● Written problem: Gather every line in the rows below that contains the word "silver", and copy each one. Case counts.

● Input rows:
#####

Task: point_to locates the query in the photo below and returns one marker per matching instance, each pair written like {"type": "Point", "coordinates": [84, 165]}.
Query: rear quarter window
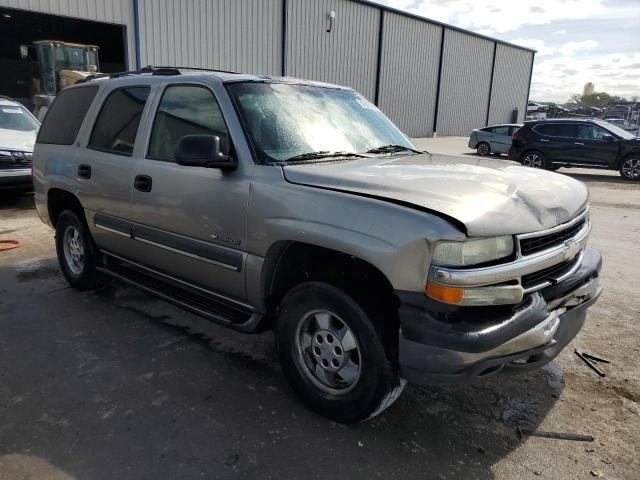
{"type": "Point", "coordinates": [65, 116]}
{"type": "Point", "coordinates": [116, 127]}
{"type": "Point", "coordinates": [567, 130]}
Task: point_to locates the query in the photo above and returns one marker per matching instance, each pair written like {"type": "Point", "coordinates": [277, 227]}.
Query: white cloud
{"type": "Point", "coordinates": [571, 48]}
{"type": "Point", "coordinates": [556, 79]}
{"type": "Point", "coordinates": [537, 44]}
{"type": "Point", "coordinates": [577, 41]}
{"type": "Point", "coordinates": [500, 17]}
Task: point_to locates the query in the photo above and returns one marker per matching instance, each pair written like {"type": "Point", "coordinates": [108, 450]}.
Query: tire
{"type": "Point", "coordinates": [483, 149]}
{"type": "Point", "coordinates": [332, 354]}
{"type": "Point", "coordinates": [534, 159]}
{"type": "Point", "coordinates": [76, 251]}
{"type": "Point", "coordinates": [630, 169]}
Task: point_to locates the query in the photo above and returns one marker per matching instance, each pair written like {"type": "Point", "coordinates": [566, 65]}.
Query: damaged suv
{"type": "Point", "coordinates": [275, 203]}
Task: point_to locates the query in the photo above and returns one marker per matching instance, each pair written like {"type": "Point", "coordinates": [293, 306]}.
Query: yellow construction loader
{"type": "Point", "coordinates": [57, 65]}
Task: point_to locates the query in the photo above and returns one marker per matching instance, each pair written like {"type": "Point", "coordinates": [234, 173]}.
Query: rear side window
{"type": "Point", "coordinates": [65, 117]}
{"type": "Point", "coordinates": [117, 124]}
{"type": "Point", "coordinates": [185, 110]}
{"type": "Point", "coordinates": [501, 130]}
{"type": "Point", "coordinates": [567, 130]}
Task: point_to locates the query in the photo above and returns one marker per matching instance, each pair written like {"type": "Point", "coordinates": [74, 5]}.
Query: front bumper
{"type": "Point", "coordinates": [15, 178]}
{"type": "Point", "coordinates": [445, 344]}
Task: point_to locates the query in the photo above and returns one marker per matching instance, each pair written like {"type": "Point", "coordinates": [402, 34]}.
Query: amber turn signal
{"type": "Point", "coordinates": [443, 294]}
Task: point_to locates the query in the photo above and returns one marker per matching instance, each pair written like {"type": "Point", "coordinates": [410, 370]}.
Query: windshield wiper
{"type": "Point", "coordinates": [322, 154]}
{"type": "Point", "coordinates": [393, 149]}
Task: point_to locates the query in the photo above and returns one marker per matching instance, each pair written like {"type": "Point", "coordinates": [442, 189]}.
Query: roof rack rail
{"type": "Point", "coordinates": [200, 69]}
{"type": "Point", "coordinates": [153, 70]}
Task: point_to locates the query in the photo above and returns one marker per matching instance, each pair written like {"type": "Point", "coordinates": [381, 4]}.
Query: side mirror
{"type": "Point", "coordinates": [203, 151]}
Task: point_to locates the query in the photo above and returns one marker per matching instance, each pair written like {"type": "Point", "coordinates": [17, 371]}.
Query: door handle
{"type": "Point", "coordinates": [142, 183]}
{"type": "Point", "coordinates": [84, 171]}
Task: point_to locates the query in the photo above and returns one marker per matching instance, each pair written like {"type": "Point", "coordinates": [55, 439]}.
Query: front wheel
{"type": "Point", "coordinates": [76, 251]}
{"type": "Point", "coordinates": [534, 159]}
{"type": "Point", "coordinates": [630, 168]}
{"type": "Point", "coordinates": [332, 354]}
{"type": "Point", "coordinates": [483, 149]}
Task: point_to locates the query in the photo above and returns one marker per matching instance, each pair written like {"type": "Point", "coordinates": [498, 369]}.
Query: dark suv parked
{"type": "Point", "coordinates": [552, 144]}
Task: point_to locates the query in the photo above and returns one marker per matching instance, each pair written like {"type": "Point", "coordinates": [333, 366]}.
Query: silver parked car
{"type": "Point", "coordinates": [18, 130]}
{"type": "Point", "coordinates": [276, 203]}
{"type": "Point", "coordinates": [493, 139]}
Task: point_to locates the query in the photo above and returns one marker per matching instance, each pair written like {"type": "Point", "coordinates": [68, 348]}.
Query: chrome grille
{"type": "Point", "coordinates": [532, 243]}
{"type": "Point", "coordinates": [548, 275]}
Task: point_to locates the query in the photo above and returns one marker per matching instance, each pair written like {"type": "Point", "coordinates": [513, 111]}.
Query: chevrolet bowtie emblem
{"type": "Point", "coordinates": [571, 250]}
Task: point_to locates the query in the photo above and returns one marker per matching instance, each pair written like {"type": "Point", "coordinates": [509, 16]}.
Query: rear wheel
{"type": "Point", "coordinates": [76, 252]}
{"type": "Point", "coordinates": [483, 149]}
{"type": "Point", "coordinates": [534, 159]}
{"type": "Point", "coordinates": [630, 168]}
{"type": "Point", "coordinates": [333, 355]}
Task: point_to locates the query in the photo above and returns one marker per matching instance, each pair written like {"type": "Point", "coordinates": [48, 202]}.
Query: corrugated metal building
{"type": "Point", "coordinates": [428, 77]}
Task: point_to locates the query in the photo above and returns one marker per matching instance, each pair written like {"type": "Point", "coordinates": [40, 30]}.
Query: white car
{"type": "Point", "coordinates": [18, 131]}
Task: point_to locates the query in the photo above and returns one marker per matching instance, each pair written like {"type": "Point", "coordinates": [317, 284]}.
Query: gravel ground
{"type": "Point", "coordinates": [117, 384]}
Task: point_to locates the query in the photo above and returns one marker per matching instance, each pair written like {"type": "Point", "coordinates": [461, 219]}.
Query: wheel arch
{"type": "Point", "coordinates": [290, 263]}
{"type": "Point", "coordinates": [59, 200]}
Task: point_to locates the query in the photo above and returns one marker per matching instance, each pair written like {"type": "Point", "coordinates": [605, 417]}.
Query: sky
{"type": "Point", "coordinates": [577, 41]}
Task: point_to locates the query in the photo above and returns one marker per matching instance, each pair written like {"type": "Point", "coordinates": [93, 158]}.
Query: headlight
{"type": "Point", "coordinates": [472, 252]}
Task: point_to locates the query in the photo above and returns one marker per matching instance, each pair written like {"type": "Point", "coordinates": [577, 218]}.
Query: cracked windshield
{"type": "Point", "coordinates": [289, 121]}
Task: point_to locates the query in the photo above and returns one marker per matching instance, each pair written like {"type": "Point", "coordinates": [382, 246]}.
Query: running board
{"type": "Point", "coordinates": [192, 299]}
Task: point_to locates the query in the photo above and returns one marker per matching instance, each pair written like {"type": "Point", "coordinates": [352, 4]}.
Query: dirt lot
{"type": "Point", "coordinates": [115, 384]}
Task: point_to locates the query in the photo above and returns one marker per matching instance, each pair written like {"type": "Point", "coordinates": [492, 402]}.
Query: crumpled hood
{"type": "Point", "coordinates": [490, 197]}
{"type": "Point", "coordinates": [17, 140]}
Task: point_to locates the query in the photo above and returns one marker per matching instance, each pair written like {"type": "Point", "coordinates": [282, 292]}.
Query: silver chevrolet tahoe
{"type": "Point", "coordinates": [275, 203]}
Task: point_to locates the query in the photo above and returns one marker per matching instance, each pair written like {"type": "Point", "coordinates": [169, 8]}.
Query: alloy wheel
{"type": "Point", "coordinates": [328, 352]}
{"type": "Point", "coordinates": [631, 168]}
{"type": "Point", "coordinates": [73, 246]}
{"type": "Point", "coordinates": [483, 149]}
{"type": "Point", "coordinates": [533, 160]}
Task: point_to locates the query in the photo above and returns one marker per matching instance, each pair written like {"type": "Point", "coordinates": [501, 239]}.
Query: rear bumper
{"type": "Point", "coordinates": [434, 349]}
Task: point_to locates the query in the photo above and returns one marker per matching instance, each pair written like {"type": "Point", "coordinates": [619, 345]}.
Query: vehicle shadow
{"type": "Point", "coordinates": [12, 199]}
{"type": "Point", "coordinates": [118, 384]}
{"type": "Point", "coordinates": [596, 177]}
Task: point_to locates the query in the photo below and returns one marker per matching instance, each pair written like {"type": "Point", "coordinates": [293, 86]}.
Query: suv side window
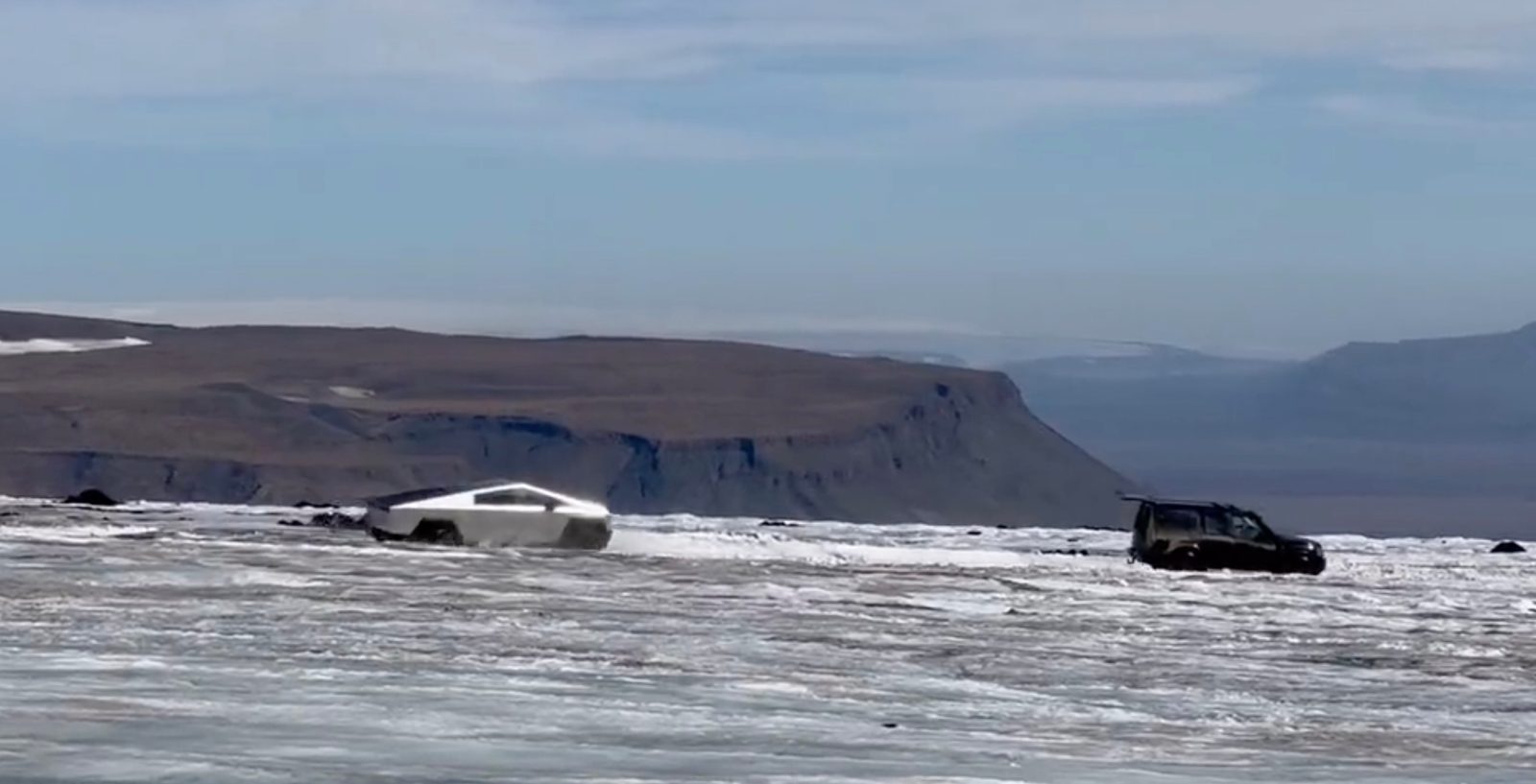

#####

● The reply:
Query: silver parked car
Query: silver chevrolet tahoe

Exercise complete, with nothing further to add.